I will come to several of these firms and their technologies below. However, an in-depth analysis of each company is beyond the scope of this book. I would suggest Googling each firm for a deeper look.


Rapid Additive Prototype Manufacturing.

Quantum physicists oft pose that the Universe has not merely three-dimensions, plus one other we call time; but eleven! When one tries to think of a multidimensional Universe, it tends (or at least for me) to boggle the mind. That we can at least see three of the dimensions (up, down, and sideways)  and experience the fourth (the alarm clock going off in the morning). But Q-physicists are adamant that the other 7 dimensions are very tiny and folded-up inside each other in a kind of complicated origami space-field. Mind boggling! But what does that have to do with RM?

Over that last two decades the range of materials available for RM has burgeoned from the original low-resolution homogeneous photopolymer to a broad array of performance heterogeneous materials athwart of co-polymers, metal alloys, fine grained ceramics and hybrid composites.

Objects Connex 3D by Stratasys, for example, is a printing system that has the capacity to fabricate so-called Digital Materials that give predetermined mechanical properties and parameters which emulate the final manufactured product intended material performance.

Data excerpt
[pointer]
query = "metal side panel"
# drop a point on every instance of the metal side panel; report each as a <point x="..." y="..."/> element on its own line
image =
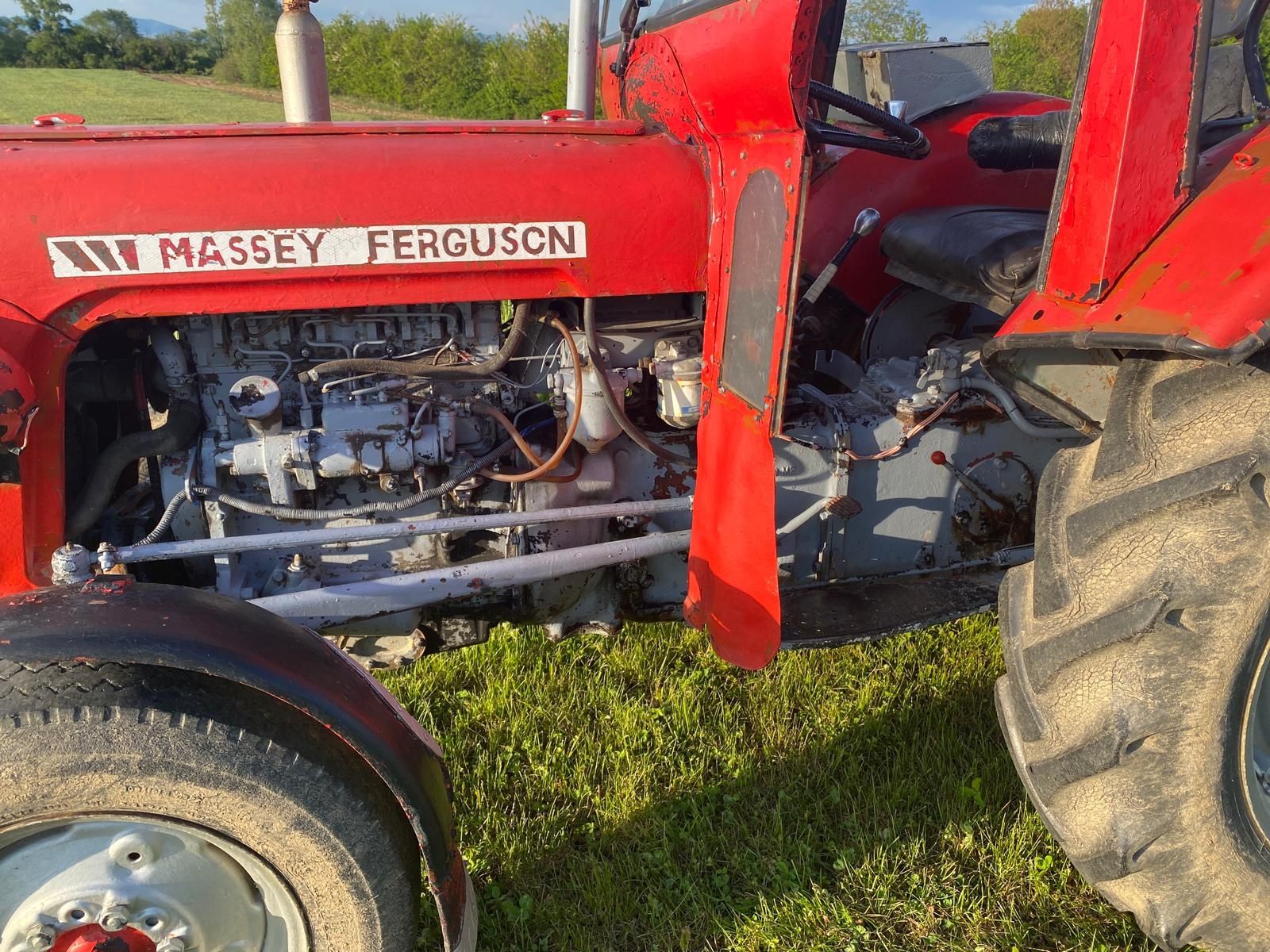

Required actions
(a) From the manufacturing excerpt above, return the stretch from "I will come" through "do with RM?" word for word.
(b) Answer these from the manufacturing excerpt above:
(i) How many dimensions do quantum physicists pose that the Universe has?
(ii) What was the original material available for RM?
(iii) Which company makes the Objects Connex 3D printing system?

Solutions to the problems
(a)
I will come to several of these firms and their technologies below. However, an in-depth analysis of each company is beyond the scope of this book. I would suggest Googling each firm for a deeper look.


Rapid Additive Prototype Manufacturing.

Quantum physicists oft pose that the Universe has not merely three-dimensions, plus one other we call time; but eleven! When one tries to think of a multidimensional Universe, it tends (or at least for me) to boggle the mind. That we can at least see three of the dimensions (up, down, and sideways)  and experience the fourth (the alarm clock going off in the morning). But Q-physicists are adamant that the other 7 dimensions are very tiny and folded-up inside each other in a kind of complicated origami space-field. Mind boggling! But what does that have to do with RM?

(b)
(i) Eleven.
(ii) Low-resolution homogeneous photopolymer.
(iii) Stratasys.